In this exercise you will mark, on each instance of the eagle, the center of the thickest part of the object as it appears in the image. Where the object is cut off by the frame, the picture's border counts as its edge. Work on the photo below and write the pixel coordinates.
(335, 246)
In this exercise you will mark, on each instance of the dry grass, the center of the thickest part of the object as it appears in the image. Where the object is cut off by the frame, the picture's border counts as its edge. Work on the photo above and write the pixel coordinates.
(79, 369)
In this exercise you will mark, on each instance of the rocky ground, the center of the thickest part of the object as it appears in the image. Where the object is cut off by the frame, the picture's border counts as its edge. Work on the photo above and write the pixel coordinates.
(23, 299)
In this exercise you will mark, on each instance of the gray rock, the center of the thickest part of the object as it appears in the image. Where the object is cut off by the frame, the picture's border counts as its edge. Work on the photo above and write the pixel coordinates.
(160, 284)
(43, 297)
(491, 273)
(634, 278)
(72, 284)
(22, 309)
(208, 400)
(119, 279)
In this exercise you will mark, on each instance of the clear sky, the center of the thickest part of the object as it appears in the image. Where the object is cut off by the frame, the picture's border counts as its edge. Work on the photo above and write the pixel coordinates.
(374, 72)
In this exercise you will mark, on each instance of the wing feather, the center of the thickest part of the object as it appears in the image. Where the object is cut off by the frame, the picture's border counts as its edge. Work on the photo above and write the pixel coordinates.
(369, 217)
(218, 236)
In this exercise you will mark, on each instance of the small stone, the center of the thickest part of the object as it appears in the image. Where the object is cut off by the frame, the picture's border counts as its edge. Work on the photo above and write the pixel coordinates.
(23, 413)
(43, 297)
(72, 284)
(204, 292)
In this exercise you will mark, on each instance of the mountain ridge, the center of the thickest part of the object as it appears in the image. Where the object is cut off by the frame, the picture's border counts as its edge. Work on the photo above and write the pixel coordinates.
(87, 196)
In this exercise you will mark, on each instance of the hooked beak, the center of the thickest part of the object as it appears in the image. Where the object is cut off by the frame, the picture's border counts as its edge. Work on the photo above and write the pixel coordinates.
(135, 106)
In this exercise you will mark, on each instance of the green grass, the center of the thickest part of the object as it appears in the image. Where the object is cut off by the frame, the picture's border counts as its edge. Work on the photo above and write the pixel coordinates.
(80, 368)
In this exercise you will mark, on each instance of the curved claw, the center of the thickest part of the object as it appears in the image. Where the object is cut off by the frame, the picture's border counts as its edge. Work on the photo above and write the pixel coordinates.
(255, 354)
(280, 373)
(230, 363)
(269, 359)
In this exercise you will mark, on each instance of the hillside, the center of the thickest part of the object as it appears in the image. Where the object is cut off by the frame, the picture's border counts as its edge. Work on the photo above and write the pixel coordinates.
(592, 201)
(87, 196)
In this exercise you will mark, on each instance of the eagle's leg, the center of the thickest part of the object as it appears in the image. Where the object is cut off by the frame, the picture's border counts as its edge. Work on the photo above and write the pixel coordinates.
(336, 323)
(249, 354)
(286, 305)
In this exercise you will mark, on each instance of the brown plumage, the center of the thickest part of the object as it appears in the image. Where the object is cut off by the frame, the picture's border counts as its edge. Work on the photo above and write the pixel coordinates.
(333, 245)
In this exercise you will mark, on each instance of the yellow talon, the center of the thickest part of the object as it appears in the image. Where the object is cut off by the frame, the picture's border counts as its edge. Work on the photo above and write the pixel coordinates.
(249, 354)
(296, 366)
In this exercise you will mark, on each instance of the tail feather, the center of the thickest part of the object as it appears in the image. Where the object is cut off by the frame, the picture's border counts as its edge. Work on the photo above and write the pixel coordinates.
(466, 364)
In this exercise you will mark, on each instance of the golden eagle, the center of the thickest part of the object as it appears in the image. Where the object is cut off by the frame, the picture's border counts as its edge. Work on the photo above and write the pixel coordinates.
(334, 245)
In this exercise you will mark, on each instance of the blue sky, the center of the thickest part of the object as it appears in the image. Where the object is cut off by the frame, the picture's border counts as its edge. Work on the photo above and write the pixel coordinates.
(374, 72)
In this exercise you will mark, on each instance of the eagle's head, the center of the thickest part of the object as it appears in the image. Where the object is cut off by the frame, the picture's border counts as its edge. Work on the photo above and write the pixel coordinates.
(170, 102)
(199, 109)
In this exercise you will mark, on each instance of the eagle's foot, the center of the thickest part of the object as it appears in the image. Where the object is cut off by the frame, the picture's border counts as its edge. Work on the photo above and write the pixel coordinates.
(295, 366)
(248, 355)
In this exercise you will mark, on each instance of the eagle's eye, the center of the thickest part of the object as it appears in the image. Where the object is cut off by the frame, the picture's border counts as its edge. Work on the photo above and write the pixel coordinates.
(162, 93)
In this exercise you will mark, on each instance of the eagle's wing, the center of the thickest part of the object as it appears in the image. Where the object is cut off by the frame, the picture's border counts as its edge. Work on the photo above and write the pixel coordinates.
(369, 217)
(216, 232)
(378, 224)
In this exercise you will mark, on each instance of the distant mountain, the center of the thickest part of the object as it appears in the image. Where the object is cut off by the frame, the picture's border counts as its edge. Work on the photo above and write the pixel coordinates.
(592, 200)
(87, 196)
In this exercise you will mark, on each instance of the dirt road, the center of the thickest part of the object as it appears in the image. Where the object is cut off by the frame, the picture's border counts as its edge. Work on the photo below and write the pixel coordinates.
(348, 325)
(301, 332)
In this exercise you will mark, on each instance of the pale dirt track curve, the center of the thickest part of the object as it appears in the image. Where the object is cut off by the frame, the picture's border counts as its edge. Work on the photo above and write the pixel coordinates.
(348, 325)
┄┄┄┄┄┄┄┄┄┄
Put every line of the listing above into a JSON list of strings, one string per line, leaving out any blank lines.

▸ **FULL RESPONSE**:
[
  "In this exercise you will mark, on each instance of the eagle, the center of the thickest part of the object as it appears in the image. Where the object is cut off by the frame, the picture's border counts as its edge. Work on the photo below and write the pixel coordinates.",
  "(335, 246)",
  "In this exercise you will mark, on each instance of the dry grass, the center of the thickest part of the object as it appears in the image. Where the object is cut off by the frame, the picture's border counts as its edge. Work on the photo above and write the pixel coordinates.",
  "(79, 369)",
  "In this exercise you will mark, on each instance of the rocky ground, the center of the thickest part of the object as it appears in the image. Where the object is cut off by the frame, the picture's border counts as its edge. Work on the photo above and write the pixel coordinates.",
  "(23, 299)",
  "In this exercise you will mark, on each instance of the gray rock, the center of the thickest part of the object as it appears in the image. Where the object is cut off by the frame, the picture's border counts as its edge. Work on the photo above and write the pixel coordinates.",
  "(160, 284)",
  "(43, 297)",
  "(491, 273)",
  "(634, 278)",
  "(72, 284)",
  "(22, 309)",
  "(208, 400)",
  "(119, 279)",
  "In this exercise you will mark, on each instance of the clear sky, the center of the thickest part of the object as it appears in the image. Where the object is cut off by the frame, the picture's border counts as its edge. Work on the photo above and write the pixel coordinates.",
  "(374, 72)",
  "In this exercise you will mark, on each instance of the wing feather, the center of the thickest part of the object as it appears in the image. Where the object is cut off by the frame, the picture's border counts as its edge. Work on the photo above and write the pixel coordinates.",
  "(369, 217)",
  "(218, 236)",
  "In this exercise you will mark, on each instance of the small stone, the center of the thickest part of the object as it appears in the image. Where the object is cut off by the frame, the picture's border counts as its edge. Work on the photo above and write the pixel coordinates.",
  "(23, 413)",
  "(43, 297)",
  "(72, 284)",
  "(204, 292)",
  "In this exercise you will mark, on each instance of the mountain ridge, the center of the thickest part of the object as it appears in the image. Where the object is cut off by the frame, the picture's border counts as its edge. Work on the photo above and write the pixel coordinates.",
  "(87, 196)",
  "In this exercise you will mark, on each instance of the hooked beak, the center of the thickest part of the object as it appears in the image. Where the object is cut off by the frame, the picture's border counts as its edge. Work on the photo above and write the pixel coordinates.",
  "(135, 106)",
  "In this exercise you will mark, on each instance of the green grass, the center of the thickest part of the object as it appears in the image. Where the object is cut off by the frame, the picture's border counts as its edge. Work on the photo above and write the pixel coordinates.",
  "(80, 368)",
  "In this exercise you will mark, on each instance of the curved claw, the center of the thickest part of the object as it appears in the image. Where the object is cut off by the frame, the picture's border counts as its edge. Work on the photo above and write the pixel coordinates.",
  "(255, 354)",
  "(280, 373)",
  "(230, 363)",
  "(269, 359)",
  "In this exercise you will mark, on each instance of the hillside, the center of the thickest part of the object as it appears in the image. Where the object is cut off by the frame, the picture's border counts as its edge. Work on the photo above and write the pixel coordinates.",
  "(592, 201)",
  "(87, 196)",
  "In this exercise you will mark, on each instance of the eagle's leg, the center of the thickest part of the object as it appears in the image. Where the object is cut off by the frame, the picture's border counts as its edge. Work on the photo above and write the pixel coordinates.",
  "(336, 323)",
  "(249, 354)",
  "(286, 305)",
  "In this exercise you will mark, on each instance of the brown plumage, the center of the thickest part of the object as it appears in the image. Where the object is cut off by the frame, the picture's border counts as its edge. Work on the photo above and write the pixel coordinates.",
  "(333, 245)",
  "In this exercise you will mark, on each instance of the yellow talon, the center of the thickest part of the object as it appears in the image. Where the object is cut off by the frame, the picture's border counts as its edge. Work on the photo above and write the pixel coordinates.",
  "(249, 354)",
  "(296, 366)",
  "In this exercise you will mark, on each instance of the tail feather, the center of the thickest part of the object as it appears in the image. Where the object is cut off by the frame, the picture's border counts as its edge. Work on the photo above and write the pixel coordinates.",
  "(466, 364)",
  "In this exercise you will mark, on each instance of the golden eagle, the center of the thickest part of the object as it appears in the image. Where the object is cut off by the frame, the picture's border counts as its edge. Work on the photo above and write the pixel coordinates.",
  "(334, 245)",
  "In this exercise you will mark, on each instance of the blue sky, the center of the thickest part of the object as it appears in the image. Where the object is cut off by the frame, the picture's border counts as its edge. Work on the photo above and write the pixel coordinates.",
  "(374, 72)",
  "In this exercise you will mark, on each instance of the eagle's head, the center of the thickest part of the object as it appears in the image. Where the object is cut off by the frame, the picture's border counts as its edge. Work on the photo above and write the pixel coordinates.",
  "(170, 102)",
  "(199, 109)",
  "In this exercise you will mark, on each instance of the eagle's foot, the center of the thickest part of the object as it appears in the image. Where the object is cut off by the frame, the picture's border counts as its edge. Work on the photo above and write the pixel coordinates.",
  "(295, 366)",
  "(248, 355)",
  "In this exercise you will mark, on each instance of the eagle's eye, the center of the thickest part of the object as it appears in the image. Where the object is cut off by the frame, the picture's border counts as its edge. Work on the photo above and write the pixel coordinates.",
  "(162, 93)",
  "In this exercise you will mark, on each instance of the eagle's wing, the center of the thickest part of the object as it appears in the image. Where the object is cut off by the frame, the picture's border counts as its edge. Work on the photo above and write the pixel coordinates.",
  "(369, 217)",
  "(216, 232)",
  "(378, 224)",
  "In this exercise you will mark, on each instance of the distant mountain, the center of the thickest part of the object as it appears in the image. Where the object is cut off by the frame, the picture's border counts as its edge. Work on the photo above and write the pixel coordinates.",
  "(592, 200)",
  "(87, 196)",
  "In this exercise you will mark, on each instance of the dirt road, the center of the thickest part of the object as it appears in the image. Where the object is cut off by the frame, the picture's border counts as its edge. Work on the photo below and write the pixel coordinates.",
  "(348, 325)",
  "(301, 332)",
  "In this exercise you will mark, on each instance of the pale dirt track curve, the center of the thickest part of the object as it appears in the image. Where the object is cut off by the frame, the picture's border counts as its edge. Work on the photo above and write the pixel coordinates.",
  "(348, 325)"
]